*** Given data Section Begins ***

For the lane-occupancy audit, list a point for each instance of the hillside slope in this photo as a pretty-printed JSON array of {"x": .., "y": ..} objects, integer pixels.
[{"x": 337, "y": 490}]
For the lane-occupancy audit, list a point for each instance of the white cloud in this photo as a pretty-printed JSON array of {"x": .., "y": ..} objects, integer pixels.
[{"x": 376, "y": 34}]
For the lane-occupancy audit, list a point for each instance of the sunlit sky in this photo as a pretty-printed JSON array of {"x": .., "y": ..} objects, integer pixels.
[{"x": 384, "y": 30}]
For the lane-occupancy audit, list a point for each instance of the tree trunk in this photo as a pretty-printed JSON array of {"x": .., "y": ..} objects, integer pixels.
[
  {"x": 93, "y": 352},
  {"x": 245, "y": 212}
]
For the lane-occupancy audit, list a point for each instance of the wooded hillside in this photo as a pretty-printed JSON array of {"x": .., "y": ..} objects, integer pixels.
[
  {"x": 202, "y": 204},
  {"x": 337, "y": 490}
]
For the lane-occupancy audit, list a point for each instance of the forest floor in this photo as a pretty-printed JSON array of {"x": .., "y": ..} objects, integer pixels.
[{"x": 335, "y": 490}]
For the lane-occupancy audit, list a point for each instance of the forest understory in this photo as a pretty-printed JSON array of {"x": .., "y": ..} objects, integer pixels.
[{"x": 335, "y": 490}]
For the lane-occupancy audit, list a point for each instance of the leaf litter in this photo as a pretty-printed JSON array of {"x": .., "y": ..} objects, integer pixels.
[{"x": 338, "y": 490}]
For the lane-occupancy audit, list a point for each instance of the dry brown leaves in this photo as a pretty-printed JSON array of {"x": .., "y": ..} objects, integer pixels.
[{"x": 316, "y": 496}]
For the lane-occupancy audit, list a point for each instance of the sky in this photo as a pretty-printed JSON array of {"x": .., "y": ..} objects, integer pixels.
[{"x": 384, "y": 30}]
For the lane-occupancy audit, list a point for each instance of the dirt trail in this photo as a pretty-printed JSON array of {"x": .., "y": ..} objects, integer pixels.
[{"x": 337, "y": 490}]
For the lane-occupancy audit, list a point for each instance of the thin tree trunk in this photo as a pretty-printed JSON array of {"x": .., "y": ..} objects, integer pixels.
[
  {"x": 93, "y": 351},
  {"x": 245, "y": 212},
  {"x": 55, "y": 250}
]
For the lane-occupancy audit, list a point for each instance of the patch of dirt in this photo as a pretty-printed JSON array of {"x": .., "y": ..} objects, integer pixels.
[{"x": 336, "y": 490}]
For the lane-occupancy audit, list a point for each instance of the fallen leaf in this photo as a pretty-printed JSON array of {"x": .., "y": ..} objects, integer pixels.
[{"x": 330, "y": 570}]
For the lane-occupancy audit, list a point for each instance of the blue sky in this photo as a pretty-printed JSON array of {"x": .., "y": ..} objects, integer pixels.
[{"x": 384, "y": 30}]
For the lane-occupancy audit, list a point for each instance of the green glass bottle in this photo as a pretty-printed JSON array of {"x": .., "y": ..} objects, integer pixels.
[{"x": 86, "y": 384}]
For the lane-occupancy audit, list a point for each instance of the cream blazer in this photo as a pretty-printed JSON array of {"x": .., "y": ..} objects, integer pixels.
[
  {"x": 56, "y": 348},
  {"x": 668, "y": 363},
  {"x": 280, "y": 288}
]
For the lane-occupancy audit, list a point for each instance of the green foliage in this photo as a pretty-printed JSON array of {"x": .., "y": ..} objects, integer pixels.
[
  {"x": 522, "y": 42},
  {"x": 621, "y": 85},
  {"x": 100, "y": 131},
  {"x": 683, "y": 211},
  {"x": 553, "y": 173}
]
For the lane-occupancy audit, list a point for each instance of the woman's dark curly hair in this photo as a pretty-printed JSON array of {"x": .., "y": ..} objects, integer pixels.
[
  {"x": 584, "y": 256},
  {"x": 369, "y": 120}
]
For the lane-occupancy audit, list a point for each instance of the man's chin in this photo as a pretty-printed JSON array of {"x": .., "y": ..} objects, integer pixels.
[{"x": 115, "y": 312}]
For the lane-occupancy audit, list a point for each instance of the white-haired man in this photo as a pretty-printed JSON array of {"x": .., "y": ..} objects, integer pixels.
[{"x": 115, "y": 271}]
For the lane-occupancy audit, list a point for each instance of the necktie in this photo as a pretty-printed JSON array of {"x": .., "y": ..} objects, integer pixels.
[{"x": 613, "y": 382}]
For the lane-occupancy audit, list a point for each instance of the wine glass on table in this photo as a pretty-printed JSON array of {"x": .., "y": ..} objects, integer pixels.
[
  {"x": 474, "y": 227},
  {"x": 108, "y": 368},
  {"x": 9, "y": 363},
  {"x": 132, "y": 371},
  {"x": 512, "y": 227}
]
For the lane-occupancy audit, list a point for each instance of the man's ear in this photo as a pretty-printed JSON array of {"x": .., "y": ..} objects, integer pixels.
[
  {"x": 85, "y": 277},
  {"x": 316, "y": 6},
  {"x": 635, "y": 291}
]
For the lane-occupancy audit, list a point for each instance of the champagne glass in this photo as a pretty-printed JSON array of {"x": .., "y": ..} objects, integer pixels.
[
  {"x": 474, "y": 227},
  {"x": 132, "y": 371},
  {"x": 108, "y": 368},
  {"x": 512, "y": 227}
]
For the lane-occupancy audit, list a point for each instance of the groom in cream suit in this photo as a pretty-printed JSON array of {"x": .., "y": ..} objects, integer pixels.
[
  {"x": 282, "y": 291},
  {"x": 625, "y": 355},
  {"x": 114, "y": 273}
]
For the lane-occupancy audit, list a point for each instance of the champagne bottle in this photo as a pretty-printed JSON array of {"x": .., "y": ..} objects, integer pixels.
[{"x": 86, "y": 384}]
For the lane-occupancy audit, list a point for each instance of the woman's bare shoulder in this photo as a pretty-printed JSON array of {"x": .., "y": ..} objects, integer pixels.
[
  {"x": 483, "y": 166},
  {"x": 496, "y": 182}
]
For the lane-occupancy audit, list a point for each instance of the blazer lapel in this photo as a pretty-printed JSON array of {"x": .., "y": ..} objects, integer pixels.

*** Given data Section Ends ***

*Your task*
Going from the line that contains "the woman's bare" to the last line of the records, reproduce every line as written.

*Answer for the task*
For the lane-occupancy audit, list a point for each instance of the woman's bare shoulder in this photo as a pretty-printed JSON array of {"x": .., "y": ..} objects, integer pixels.
[
  {"x": 483, "y": 166},
  {"x": 496, "y": 182}
]
For the lane-occupancy audit, list a point for each instance of the blazer lapel in this photo as a pretty-printed JSON array of {"x": .., "y": ..} objects, integer pixels.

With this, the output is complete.